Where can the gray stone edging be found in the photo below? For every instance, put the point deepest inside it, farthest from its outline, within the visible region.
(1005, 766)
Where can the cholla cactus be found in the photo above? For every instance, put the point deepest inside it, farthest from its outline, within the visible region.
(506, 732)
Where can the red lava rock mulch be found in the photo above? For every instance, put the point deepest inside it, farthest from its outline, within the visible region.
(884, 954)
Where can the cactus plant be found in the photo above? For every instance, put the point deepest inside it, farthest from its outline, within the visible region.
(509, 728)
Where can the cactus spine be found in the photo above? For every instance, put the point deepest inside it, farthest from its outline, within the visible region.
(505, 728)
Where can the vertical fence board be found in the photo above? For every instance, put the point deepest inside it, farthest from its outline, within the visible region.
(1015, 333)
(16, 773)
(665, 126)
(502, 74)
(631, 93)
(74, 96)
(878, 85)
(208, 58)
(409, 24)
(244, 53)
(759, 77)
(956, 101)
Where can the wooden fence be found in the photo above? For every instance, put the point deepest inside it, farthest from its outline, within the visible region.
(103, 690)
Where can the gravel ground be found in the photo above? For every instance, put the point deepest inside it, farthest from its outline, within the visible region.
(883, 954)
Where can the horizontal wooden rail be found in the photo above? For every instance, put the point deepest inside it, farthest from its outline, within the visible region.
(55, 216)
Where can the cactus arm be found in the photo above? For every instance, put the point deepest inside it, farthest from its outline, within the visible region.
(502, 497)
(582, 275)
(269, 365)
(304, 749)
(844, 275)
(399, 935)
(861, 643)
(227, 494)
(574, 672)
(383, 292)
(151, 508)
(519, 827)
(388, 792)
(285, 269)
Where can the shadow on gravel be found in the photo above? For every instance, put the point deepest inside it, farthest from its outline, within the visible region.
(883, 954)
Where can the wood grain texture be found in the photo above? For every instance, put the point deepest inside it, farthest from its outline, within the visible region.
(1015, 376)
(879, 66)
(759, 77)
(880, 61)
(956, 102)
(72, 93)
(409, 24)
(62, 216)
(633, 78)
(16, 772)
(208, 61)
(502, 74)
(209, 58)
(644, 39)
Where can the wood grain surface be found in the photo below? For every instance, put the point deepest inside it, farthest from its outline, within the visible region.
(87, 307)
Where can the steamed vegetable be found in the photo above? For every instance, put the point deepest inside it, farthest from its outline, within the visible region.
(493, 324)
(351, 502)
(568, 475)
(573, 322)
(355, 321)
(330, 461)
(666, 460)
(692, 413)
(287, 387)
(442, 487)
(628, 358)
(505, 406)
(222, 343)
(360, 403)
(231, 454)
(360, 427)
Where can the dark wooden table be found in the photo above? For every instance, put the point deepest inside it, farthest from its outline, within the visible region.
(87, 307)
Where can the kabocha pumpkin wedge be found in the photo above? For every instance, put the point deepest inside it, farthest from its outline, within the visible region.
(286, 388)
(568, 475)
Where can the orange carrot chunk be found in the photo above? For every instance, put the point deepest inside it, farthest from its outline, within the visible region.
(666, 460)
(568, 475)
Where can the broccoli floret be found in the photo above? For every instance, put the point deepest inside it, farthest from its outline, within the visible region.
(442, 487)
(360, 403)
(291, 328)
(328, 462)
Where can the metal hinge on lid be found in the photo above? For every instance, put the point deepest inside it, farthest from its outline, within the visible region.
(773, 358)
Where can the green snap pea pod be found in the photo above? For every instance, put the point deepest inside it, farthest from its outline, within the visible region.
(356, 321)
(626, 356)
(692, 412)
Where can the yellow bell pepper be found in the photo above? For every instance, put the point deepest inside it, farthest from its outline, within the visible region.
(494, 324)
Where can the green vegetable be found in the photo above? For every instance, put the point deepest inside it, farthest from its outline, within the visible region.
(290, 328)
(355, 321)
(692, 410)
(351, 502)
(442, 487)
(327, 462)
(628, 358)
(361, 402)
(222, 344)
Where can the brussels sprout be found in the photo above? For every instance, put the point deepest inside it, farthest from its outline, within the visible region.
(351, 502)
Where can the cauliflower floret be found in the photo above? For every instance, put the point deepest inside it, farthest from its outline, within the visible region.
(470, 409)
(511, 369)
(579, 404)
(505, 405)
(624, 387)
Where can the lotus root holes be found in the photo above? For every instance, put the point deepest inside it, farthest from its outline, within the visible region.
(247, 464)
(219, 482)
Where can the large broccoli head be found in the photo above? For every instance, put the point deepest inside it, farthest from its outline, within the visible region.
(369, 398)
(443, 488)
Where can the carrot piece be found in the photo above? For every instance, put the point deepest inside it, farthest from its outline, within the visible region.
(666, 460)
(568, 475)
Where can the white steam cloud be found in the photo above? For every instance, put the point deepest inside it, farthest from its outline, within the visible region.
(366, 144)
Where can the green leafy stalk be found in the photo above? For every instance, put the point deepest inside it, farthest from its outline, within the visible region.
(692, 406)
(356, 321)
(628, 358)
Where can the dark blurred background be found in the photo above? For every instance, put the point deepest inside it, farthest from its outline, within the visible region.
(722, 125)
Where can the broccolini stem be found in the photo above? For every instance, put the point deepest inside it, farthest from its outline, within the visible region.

-*-

What you should do: Begin with the line containing "Where can the brussels" and repeat each line exactly until the records above end.

Reply:
Where can the brussels sprout be found in the photo above? For every instance, put the point deepest inside it, farthest from its outline, within the visible region.
(351, 502)
Where can the cauliflower floret be found in the photo above? For every instance, put the point deepest inside it, farthest from its outline, within the visible region.
(470, 409)
(511, 369)
(579, 404)
(505, 405)
(624, 387)
Where can the lotus root holes be found in the photo above? For every instance, put the point deepest inside it, farthest from its outline, within the visible region.
(247, 464)
(219, 482)
Where can the large broccoli head be found in the photo above? For every instance, put the point deepest inside it, farthest from its outline, within the visible region.
(369, 398)
(443, 488)
Where can the carrot piece be found in the photo above? For every instance, put the point deepest inside it, farthest from its outline, within the visible region.
(666, 460)
(568, 475)
Where can the white steam cloud be found in the photo above? For every instance, put the point deepest inside it, farthest from its outline, within the visible region.
(366, 144)
Where can the green leafy stalk be found in the photo above? For every instance, put the point deepest inside it, farthest from its outline, within the visible region.
(692, 406)
(356, 321)
(628, 358)
Where can the dark blurred background be found in the photo above? For every instance, put the point deepest inside it, farthest from its outline, within the visible region.
(722, 125)
Where can the broccolini stem be found in the photo above? For every instance, put the point deepest inside it, farthest from its outline, within the visible region.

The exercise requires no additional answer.